> _Exercise objective_: The answer required is how many lines of the following entries contain the word "dirt", with no other words.

BEGIN Exercise data

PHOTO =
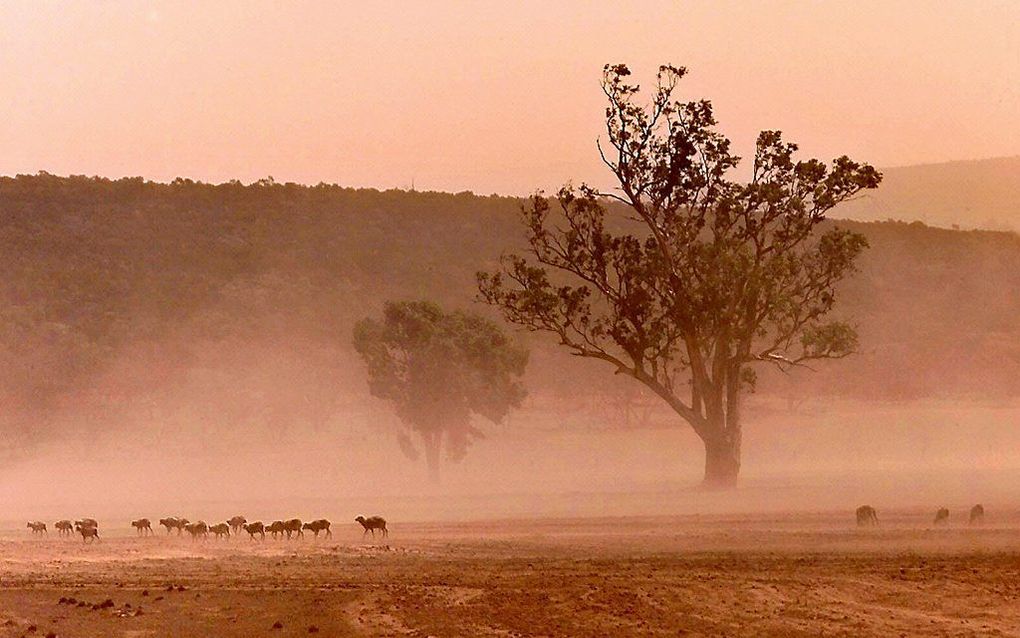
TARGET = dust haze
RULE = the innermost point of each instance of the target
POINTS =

END Exercise data
BEGIN Exercise data

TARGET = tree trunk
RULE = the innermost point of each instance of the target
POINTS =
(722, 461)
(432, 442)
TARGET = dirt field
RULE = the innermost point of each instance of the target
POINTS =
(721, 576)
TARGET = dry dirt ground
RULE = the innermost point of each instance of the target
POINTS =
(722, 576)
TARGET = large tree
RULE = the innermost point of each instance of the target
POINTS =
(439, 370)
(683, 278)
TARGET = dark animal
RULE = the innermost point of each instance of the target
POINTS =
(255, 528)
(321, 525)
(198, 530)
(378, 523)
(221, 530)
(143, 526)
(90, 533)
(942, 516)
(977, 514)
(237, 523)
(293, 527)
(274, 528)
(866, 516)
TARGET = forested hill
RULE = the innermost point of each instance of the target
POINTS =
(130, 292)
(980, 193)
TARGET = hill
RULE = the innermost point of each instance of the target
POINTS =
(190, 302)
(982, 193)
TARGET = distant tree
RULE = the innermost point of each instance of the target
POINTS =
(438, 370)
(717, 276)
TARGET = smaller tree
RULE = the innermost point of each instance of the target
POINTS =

END Exercise data
BEGIN Exercise data

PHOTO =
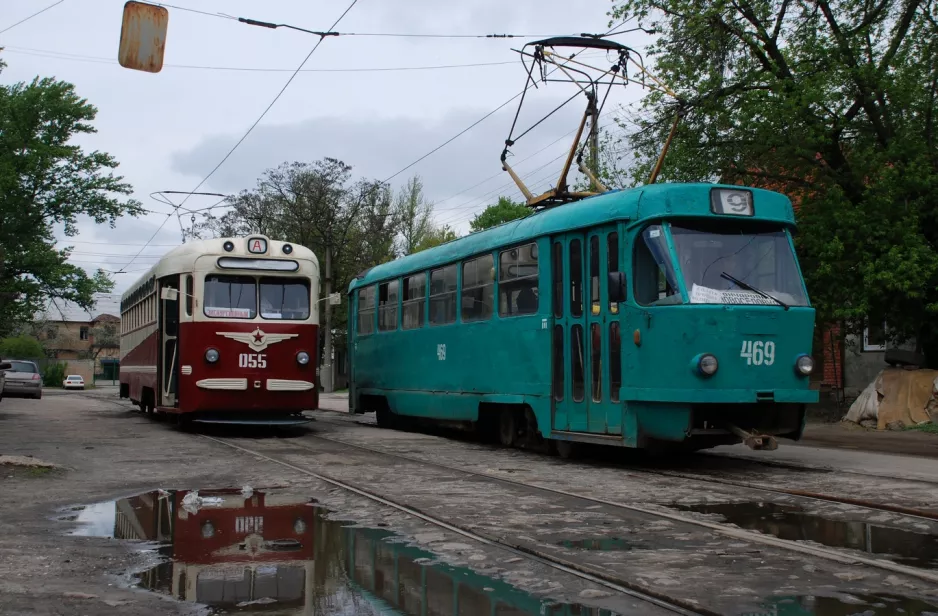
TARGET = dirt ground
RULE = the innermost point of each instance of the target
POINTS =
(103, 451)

END Exercise data

> _Task result_: 3